▶ **Extracted information**

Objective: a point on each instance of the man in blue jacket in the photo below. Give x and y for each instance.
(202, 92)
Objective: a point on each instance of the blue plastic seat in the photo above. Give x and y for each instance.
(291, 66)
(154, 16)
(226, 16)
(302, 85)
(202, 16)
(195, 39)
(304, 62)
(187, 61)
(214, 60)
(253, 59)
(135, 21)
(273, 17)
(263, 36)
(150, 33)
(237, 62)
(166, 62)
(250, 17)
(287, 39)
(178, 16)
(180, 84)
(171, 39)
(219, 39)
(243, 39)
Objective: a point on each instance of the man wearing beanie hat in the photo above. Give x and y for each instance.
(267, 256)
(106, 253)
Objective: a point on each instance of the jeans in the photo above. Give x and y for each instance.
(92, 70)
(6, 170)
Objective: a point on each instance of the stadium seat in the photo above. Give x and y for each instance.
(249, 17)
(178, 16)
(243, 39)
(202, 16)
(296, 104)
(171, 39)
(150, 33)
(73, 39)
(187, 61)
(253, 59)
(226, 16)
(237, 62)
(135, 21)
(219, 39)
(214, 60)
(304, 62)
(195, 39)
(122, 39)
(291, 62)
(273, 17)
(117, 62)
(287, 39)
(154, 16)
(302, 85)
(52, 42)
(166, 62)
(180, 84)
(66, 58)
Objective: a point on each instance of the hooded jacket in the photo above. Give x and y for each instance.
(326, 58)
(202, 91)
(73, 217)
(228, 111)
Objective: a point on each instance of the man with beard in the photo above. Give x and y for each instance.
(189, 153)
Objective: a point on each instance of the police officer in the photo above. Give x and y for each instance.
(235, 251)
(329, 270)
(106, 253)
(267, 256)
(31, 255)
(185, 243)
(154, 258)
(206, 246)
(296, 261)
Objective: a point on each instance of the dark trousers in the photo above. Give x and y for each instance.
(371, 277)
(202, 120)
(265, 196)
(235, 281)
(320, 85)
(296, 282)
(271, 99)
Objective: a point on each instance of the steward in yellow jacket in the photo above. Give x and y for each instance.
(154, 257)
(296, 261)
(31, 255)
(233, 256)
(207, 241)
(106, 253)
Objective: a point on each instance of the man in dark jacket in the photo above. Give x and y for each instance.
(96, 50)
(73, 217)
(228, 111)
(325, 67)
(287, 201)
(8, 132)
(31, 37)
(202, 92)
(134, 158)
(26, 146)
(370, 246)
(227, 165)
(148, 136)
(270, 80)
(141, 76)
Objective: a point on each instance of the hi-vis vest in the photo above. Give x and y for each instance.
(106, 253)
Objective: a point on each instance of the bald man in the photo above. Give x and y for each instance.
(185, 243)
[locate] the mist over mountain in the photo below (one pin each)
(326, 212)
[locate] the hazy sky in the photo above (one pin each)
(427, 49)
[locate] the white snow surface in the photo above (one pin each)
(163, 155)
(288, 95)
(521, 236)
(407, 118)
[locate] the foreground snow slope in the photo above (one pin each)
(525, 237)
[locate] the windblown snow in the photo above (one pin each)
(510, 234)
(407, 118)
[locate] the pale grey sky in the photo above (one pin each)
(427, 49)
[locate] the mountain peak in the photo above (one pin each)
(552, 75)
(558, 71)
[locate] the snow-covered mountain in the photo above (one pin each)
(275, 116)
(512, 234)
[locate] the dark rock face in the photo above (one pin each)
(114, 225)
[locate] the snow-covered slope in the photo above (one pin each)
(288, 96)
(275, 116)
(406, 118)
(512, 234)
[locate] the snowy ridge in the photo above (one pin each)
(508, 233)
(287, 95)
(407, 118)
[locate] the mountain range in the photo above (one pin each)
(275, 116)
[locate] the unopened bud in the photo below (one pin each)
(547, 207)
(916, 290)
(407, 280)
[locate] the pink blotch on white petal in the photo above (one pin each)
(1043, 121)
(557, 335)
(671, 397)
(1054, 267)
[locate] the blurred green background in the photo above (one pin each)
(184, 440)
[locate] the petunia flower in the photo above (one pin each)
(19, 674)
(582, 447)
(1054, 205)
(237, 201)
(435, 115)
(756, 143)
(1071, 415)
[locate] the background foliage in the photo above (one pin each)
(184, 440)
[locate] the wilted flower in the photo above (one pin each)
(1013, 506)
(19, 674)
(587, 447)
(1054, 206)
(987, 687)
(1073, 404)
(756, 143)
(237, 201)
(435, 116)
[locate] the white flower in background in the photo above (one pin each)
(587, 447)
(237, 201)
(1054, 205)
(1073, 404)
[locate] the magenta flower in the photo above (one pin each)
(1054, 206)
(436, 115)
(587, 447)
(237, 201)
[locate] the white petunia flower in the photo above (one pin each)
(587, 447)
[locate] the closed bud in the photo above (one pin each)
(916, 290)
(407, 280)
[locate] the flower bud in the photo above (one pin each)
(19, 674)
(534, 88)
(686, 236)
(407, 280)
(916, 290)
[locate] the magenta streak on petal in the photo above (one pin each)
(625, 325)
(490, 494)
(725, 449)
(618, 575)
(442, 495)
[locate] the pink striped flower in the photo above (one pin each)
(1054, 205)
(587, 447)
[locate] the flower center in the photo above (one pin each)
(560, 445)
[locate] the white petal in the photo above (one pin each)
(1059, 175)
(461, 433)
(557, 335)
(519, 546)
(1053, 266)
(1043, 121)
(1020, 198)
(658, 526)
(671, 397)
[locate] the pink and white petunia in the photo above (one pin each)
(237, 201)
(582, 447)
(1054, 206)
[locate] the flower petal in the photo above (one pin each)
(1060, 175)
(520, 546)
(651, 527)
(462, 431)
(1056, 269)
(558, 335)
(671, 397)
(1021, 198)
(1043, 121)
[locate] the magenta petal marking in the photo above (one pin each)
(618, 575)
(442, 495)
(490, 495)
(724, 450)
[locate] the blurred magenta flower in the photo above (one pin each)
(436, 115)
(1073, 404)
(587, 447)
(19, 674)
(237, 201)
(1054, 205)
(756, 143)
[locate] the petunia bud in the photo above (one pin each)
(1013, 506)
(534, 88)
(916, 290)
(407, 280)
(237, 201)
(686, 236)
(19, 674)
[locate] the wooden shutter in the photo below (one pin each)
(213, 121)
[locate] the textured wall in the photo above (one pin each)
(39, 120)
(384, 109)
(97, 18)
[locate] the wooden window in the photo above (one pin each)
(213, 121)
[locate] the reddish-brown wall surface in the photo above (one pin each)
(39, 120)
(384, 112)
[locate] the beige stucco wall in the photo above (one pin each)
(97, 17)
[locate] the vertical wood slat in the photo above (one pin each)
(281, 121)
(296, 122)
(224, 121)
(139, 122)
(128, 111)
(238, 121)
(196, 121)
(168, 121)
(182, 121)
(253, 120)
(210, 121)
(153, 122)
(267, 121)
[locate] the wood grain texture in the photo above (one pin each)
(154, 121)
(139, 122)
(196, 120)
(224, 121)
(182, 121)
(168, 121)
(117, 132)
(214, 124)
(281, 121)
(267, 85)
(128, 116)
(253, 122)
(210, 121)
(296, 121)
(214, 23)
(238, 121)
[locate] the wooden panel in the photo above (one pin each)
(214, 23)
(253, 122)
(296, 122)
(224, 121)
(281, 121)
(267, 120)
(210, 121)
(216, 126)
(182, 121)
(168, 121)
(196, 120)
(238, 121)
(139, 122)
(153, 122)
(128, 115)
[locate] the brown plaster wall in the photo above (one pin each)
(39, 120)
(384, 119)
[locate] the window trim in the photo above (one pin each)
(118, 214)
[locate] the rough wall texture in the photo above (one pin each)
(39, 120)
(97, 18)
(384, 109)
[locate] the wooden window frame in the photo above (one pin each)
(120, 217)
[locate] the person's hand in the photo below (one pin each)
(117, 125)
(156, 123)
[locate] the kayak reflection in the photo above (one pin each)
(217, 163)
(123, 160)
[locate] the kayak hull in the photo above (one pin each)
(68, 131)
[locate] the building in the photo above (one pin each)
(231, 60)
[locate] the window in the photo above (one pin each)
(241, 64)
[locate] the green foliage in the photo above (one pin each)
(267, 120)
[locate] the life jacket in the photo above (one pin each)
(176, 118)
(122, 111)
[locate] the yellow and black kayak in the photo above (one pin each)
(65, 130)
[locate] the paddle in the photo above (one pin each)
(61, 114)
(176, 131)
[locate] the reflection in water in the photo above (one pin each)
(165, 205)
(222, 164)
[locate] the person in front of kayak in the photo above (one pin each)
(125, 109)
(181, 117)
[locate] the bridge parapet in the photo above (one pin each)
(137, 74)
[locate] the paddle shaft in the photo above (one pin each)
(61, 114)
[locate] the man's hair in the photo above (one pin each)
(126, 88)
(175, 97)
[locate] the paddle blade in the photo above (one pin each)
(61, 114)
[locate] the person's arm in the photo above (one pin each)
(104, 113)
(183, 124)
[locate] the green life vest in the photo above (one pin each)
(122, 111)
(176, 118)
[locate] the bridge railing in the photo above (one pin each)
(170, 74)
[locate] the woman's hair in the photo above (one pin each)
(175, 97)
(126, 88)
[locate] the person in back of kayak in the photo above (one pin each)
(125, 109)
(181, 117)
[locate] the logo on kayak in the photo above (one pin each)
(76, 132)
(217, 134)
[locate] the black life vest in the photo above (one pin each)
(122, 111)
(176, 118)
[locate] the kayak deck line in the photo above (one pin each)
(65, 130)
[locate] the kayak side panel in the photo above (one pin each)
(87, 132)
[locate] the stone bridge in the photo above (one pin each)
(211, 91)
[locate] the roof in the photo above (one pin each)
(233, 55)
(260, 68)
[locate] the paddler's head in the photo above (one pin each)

▶ **Exercise prompt**
Having found the line with "[locate] the roof" in the listing above, transcribe it and every line after it to the end, exactly, with no additions.

▶ **Your response**
[locate] the roof in the photo above (one pin each)
(233, 55)
(260, 68)
[locate] the paddler's head in the photo above (one pin each)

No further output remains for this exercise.